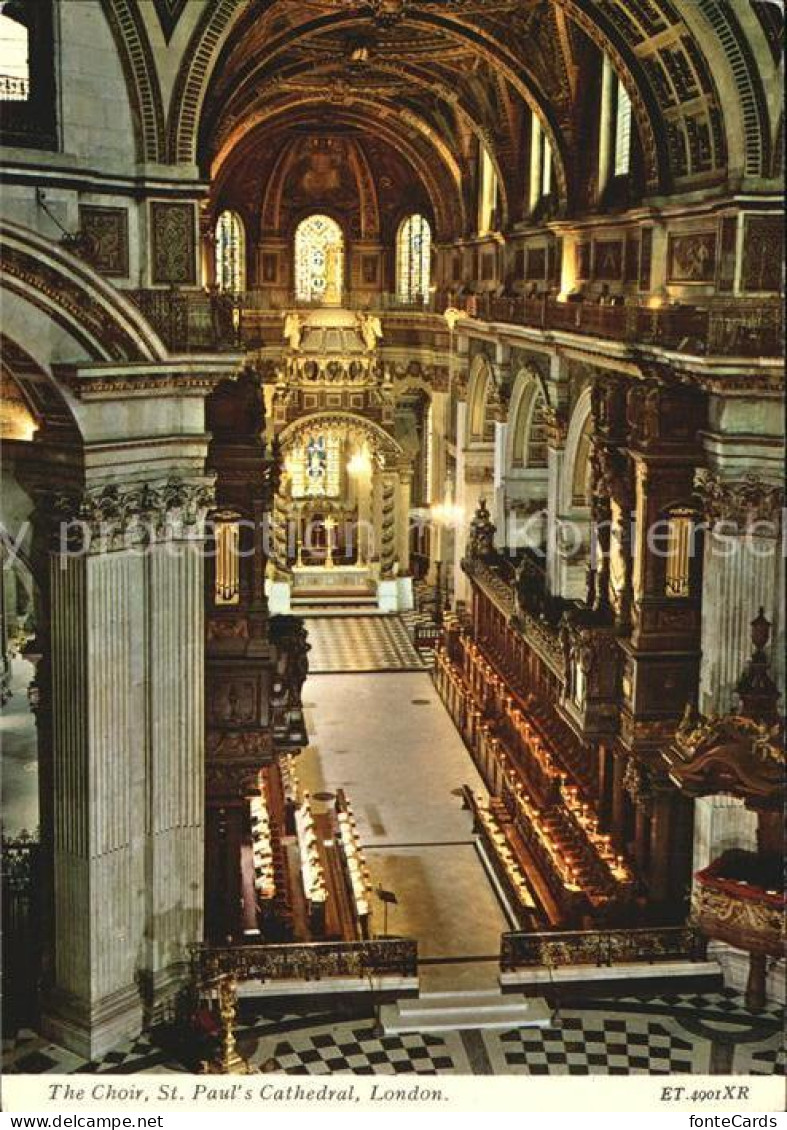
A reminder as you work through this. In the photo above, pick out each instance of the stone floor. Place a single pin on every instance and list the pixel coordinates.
(360, 642)
(401, 763)
(691, 1034)
(388, 741)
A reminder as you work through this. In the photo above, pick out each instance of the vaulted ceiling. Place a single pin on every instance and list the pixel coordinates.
(429, 80)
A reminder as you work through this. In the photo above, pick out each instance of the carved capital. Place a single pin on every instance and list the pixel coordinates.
(122, 515)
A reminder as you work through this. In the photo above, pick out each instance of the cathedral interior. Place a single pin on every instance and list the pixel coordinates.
(392, 481)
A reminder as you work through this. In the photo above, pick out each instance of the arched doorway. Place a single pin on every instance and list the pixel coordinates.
(319, 260)
(413, 259)
(230, 253)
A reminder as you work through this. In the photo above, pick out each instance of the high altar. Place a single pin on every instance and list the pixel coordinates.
(342, 519)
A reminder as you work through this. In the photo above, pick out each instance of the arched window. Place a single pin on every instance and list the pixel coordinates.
(15, 69)
(541, 164)
(319, 260)
(413, 255)
(230, 253)
(489, 190)
(536, 451)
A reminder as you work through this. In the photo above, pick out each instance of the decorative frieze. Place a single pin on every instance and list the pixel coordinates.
(173, 231)
(745, 504)
(106, 233)
(123, 515)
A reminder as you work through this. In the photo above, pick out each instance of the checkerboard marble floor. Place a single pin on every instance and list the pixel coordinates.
(360, 643)
(690, 1033)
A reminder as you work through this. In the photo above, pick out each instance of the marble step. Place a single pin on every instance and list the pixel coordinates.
(450, 1011)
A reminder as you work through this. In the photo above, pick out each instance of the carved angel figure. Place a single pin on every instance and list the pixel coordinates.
(293, 330)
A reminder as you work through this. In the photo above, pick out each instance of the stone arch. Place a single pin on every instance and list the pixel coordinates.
(529, 392)
(98, 322)
(141, 77)
(480, 385)
(382, 443)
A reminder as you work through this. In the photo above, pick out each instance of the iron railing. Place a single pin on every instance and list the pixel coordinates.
(599, 947)
(320, 961)
(200, 320)
(747, 328)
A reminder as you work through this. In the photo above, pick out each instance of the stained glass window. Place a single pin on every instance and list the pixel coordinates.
(622, 131)
(680, 529)
(414, 252)
(319, 260)
(489, 189)
(230, 253)
(316, 468)
(15, 75)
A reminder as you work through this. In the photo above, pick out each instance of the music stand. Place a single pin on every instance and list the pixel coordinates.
(388, 898)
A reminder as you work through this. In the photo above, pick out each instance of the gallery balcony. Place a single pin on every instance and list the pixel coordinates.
(199, 321)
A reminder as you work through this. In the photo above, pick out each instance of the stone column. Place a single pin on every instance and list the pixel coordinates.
(387, 511)
(403, 513)
(743, 571)
(124, 839)
(128, 652)
(499, 515)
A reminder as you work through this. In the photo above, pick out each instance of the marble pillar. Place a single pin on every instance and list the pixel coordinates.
(498, 505)
(404, 494)
(742, 573)
(127, 598)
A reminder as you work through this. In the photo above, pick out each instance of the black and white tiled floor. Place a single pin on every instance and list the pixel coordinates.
(692, 1034)
(360, 643)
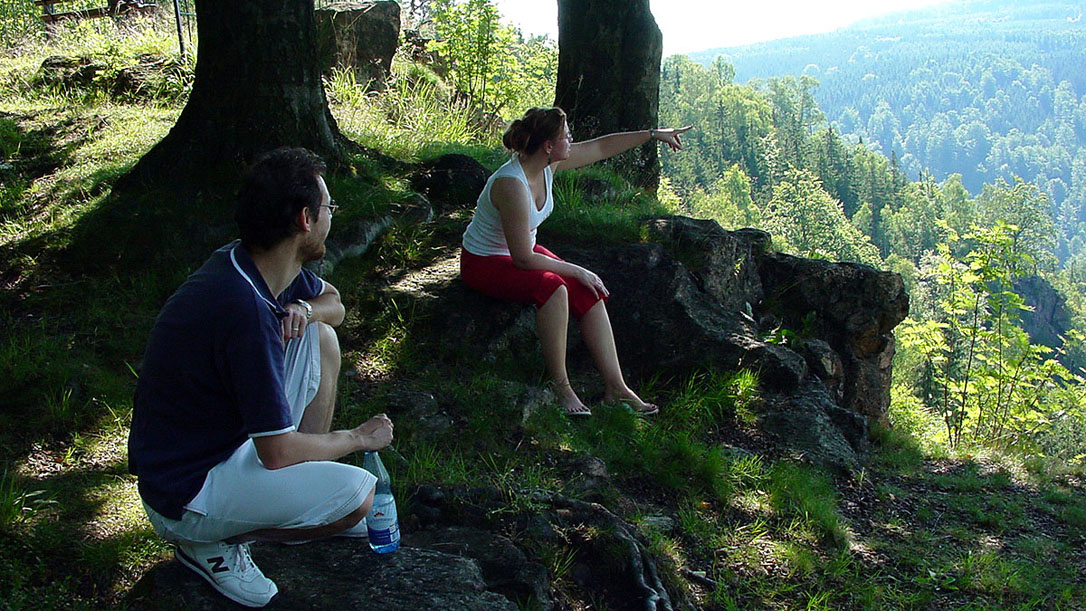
* * * * * * * * *
▶ THE PROBLEM: Each record must be repeated exactly, and no picture may be carried over.

▶ TASK OUTPUT:
A reminder as you work through this. In the photo above, pick out each instance of the stone floor. Place a single pin on every instance and list the pixel coordinates.
(360, 642)
(401, 763)
(691, 1034)
(388, 741)
A reminder as you work through this. In the photo above, pick out each instance of the vaulted ceiling. Place a single pin on every instance and list the pixel coordinates.
(429, 80)
A reminder as you work through this. In the photo above, pick out each instance of the carved capital. Place a single pin on every instance and list the pixel coordinates.
(122, 515)
A reminder as you work through this. In the photo above, pick out each instance of the cathedral interior. Place a single pin on every instance and list the pixel coordinates.
(392, 481)
A reminder as you work through this. In the photo above, pick out each instance of the arched doorway. Place a single pin on every instance and list the pixel coordinates.
(319, 260)
(413, 259)
(230, 253)
A reminder as you work through this. In the photo above, pick out each instance of the high altar. Place a single pin on every instance and list the pixel coordinates.
(342, 519)
A reminder as you work through this. In the photo above, pick out each instance of the arched window. Place a single pin on every instance and list the pixel coordinates.
(15, 69)
(541, 164)
(319, 260)
(413, 255)
(230, 253)
(489, 190)
(536, 451)
A reminder as you work through this. In the photo above, pick out each instance of the decorative frieze. Place a single pin on every instance and list the pixel coordinates.
(173, 231)
(745, 504)
(106, 233)
(123, 515)
A reminder as you work through this. In the photo above, pick out each instance of the checkerboard marble floor. Place a single pin on every instance and list the pixel coordinates.
(360, 643)
(690, 1033)
A reminder as you work through this. In the photo above, pick out each instance of the marble step. Place a single pin on every instance and list the pixel coordinates.
(450, 1011)
A reminder as you work through this. In the photo above, pick out each instance of the carved angel figure. Place a single pin on every instance and list the pixel coordinates.
(293, 330)
A reminder as you work through this. In the photo above, pick out each instance of the stone arch. Place a single pin on every instance and list the pixel coordinates.
(529, 392)
(98, 322)
(141, 77)
(480, 385)
(382, 443)
A reminder as you work through this. In the photo above, pick out each instance of the iron railing. Place a single pin on every instance and list the pixel coordinates.
(599, 947)
(320, 961)
(200, 320)
(747, 328)
A reminder as you work through this. In the photo above, pick out each instance of the stained glass window. Place a single pin on every instance and list the pixel coordinates.
(622, 131)
(680, 529)
(414, 252)
(319, 260)
(489, 189)
(230, 253)
(316, 468)
(15, 75)
A reminder as you work through this. In the photo above, pick out each instance of the music stand. Place a single pin on every instance and list the pixel coordinates.
(388, 898)
A reminder as you work through this. In the photo above, pick out each instance of the gallery balcony. Place a single pin on every instance and list the pixel coordinates.
(199, 321)
A reminder as you work through this. In the photo above, pick out each instance of the stone column. Place a single pin on every instance and list the pixel coordinates.
(387, 511)
(403, 513)
(743, 571)
(124, 839)
(128, 652)
(499, 515)
A reminder as you work through this. In the photo above, pick out each instance of the marble pillar. Place a single pin on every instance and list the pixel coordinates.
(498, 505)
(404, 494)
(742, 573)
(127, 598)
A reminder as you work through this. In the photo above, pick out each instance of the black and white tiled floor. Place a single pin on every instance and list the pixel coordinates.
(692, 1034)
(360, 643)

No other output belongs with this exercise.